Entries supplied:
---
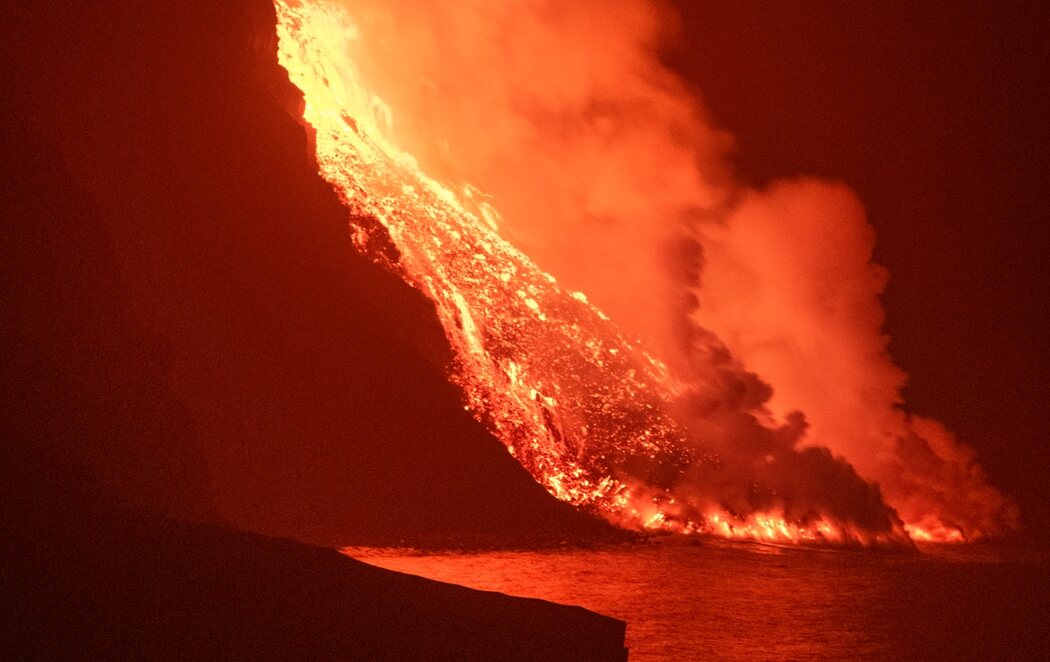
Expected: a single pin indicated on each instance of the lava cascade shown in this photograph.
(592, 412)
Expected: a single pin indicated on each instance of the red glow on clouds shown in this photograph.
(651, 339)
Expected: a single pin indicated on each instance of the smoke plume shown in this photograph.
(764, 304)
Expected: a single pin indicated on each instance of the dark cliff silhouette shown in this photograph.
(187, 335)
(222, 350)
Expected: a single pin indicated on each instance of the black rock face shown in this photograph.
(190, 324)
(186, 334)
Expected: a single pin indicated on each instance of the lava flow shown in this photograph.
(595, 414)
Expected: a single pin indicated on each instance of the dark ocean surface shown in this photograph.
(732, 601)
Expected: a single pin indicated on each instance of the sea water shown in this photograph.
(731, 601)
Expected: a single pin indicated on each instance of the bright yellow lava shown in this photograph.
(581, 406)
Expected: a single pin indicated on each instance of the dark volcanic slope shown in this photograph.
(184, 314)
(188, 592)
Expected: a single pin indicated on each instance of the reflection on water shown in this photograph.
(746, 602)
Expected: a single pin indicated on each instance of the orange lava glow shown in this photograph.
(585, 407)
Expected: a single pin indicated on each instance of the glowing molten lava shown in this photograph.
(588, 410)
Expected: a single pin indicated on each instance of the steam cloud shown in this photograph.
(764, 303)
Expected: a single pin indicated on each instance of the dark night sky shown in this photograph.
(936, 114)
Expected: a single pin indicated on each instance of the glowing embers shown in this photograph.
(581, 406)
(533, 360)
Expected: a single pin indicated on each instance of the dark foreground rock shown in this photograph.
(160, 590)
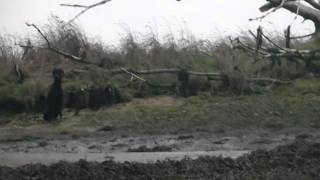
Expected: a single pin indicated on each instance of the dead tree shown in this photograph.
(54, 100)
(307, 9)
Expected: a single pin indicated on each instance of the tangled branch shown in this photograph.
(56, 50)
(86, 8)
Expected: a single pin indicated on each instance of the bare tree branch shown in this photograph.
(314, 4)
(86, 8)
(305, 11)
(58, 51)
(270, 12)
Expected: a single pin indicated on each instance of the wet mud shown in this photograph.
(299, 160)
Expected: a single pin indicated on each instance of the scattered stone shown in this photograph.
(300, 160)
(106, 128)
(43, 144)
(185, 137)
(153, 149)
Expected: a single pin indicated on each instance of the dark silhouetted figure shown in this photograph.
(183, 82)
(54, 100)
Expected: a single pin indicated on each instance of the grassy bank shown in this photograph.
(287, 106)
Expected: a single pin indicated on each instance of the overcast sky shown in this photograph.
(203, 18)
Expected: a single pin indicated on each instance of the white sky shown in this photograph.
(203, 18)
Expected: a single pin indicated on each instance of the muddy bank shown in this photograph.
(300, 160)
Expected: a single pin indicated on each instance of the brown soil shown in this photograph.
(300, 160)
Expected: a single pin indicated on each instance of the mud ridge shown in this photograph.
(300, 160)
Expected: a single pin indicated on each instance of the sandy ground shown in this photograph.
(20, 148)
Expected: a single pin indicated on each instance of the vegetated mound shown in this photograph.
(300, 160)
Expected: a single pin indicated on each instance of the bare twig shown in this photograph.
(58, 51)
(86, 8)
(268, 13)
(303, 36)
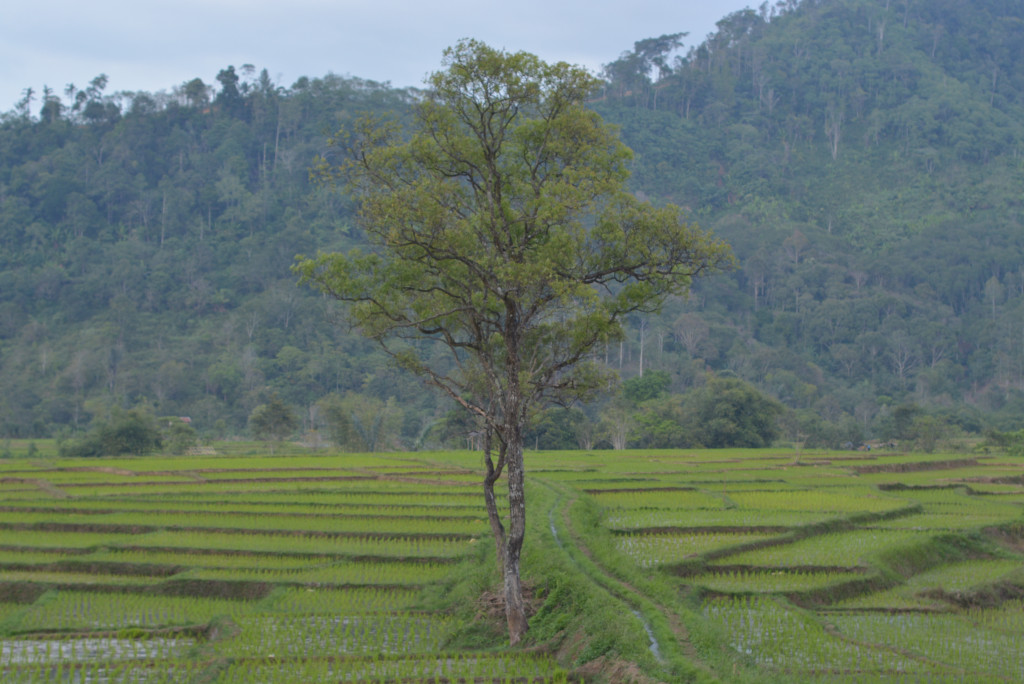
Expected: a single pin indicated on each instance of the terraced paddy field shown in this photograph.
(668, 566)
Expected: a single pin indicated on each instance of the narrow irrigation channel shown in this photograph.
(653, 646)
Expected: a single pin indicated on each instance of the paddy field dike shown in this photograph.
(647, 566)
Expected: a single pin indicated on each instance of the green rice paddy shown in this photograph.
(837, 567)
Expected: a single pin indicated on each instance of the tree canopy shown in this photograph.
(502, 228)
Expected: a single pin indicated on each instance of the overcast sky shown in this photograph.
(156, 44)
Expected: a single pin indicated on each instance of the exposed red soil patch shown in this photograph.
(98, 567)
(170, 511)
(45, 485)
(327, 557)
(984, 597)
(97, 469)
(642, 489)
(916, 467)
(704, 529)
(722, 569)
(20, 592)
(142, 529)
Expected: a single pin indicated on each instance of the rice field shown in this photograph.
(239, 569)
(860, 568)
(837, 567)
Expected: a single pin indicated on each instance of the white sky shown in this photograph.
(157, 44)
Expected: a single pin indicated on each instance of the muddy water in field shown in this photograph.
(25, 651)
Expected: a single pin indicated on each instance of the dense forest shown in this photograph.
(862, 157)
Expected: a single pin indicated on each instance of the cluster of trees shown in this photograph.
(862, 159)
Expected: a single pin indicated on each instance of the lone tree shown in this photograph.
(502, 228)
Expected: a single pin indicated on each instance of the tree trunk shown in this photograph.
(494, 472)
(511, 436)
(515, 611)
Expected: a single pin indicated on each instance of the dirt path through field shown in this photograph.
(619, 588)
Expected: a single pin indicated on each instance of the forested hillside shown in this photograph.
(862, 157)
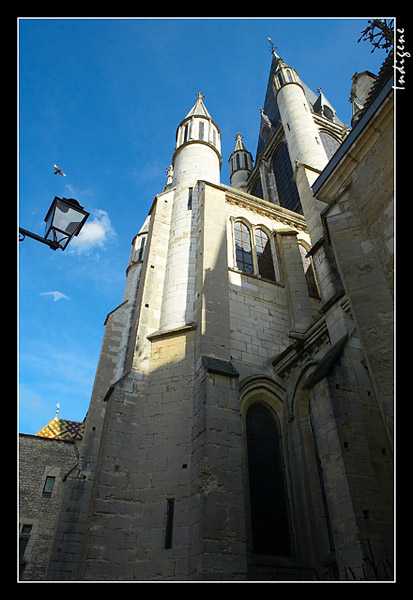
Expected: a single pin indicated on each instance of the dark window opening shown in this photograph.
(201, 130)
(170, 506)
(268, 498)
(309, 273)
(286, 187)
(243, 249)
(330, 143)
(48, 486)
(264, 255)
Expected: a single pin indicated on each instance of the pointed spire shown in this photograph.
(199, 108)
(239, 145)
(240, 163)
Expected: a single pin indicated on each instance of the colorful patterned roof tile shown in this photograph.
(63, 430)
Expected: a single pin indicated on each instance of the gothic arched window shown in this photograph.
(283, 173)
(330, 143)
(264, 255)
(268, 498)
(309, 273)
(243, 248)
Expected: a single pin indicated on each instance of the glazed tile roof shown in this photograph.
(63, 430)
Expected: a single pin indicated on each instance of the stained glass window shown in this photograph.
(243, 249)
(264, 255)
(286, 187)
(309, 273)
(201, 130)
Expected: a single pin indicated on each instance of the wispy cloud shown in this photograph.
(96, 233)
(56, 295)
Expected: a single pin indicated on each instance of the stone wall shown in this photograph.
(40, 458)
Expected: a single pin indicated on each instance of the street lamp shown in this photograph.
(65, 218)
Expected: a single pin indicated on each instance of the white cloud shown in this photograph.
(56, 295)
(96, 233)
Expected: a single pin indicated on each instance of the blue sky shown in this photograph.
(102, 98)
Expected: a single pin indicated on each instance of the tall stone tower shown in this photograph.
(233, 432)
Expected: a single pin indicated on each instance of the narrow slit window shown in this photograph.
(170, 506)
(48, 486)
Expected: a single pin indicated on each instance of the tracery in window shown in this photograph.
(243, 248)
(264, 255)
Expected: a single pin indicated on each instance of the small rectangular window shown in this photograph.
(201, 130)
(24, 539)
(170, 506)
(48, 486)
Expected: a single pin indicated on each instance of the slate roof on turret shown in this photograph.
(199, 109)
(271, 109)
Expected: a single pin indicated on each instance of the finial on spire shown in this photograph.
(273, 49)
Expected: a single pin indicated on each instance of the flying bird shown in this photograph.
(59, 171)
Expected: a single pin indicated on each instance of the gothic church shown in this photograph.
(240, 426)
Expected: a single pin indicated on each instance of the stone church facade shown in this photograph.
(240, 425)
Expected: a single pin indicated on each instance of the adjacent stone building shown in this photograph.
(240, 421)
---
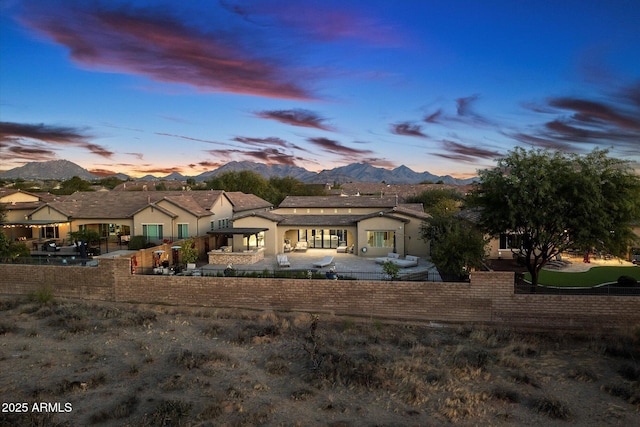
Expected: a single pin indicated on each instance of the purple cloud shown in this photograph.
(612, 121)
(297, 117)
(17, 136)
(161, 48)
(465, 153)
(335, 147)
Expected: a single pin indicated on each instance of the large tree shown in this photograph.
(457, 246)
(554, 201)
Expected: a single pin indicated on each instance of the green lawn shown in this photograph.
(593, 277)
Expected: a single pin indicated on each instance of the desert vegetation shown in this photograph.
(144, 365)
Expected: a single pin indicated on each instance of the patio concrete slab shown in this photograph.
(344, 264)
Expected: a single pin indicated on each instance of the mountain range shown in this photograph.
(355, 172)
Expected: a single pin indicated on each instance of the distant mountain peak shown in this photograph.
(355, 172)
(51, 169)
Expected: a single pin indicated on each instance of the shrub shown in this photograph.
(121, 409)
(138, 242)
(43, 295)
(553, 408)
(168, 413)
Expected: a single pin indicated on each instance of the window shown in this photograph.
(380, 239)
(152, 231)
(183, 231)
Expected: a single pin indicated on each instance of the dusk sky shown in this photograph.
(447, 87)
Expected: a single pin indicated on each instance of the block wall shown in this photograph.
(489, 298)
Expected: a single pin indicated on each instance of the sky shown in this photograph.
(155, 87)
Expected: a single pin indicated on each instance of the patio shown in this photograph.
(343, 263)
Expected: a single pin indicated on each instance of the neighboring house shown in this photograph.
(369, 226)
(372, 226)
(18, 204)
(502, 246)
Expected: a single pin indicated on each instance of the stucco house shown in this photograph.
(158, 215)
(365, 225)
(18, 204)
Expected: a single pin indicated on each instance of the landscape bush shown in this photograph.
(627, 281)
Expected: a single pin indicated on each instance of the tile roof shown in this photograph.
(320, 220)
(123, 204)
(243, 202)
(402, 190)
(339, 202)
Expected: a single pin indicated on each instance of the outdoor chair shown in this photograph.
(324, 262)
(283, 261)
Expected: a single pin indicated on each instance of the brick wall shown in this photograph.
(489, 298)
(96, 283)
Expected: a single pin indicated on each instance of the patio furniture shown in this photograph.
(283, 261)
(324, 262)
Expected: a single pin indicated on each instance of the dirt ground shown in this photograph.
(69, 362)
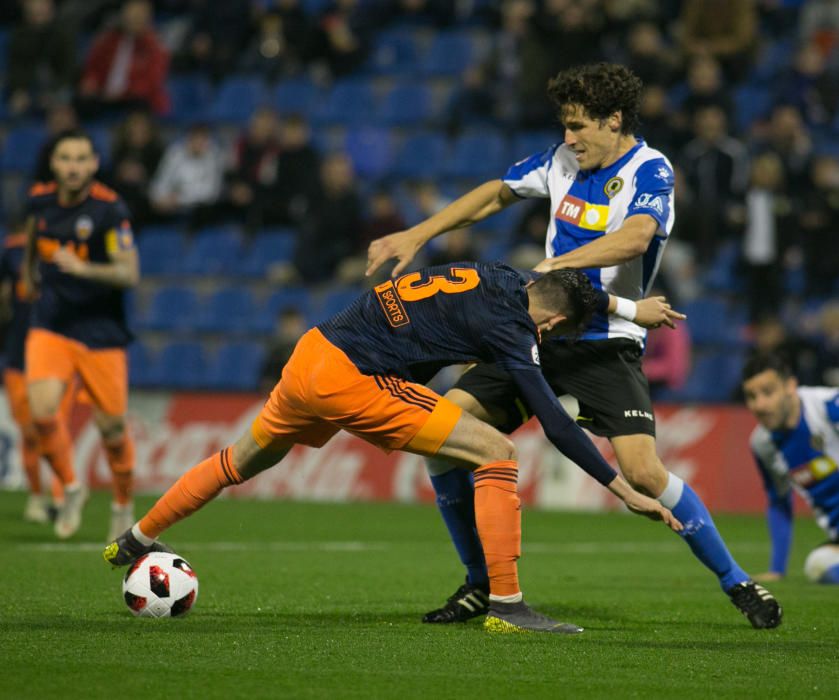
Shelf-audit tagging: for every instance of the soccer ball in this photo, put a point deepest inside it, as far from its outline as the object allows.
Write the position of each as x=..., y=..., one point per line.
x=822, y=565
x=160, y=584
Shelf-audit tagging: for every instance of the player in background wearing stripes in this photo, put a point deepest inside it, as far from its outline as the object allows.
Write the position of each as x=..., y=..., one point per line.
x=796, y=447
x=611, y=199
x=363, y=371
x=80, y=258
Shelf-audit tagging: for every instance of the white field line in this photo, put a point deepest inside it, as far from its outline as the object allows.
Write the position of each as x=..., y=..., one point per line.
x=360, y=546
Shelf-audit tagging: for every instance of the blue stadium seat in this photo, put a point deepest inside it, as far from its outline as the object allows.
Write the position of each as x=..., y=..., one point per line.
---
Pull out every line above that contains the string "audit". Only matches with the same uppercase and lowercase letters count.

Solution:
Shelf-audit tagging: for every instance of the soccer ball in this photo, put a point deepest inside it, as far from its outline as the object allows.
Shelf-audit tagging: for every instance of the player in background wearing stripes in this photo, put a point deepest inside it, as far from its outline as the object allows.
Shelf-audit tagging: for every instance of the white field line in this photo, put a point deepest inside it, as far from its outline as the object allows.
Shelf-audit tagging: for every instance of the blue stadium seat in this photo, put a point deepest inside it, as far from its outline as the object allows.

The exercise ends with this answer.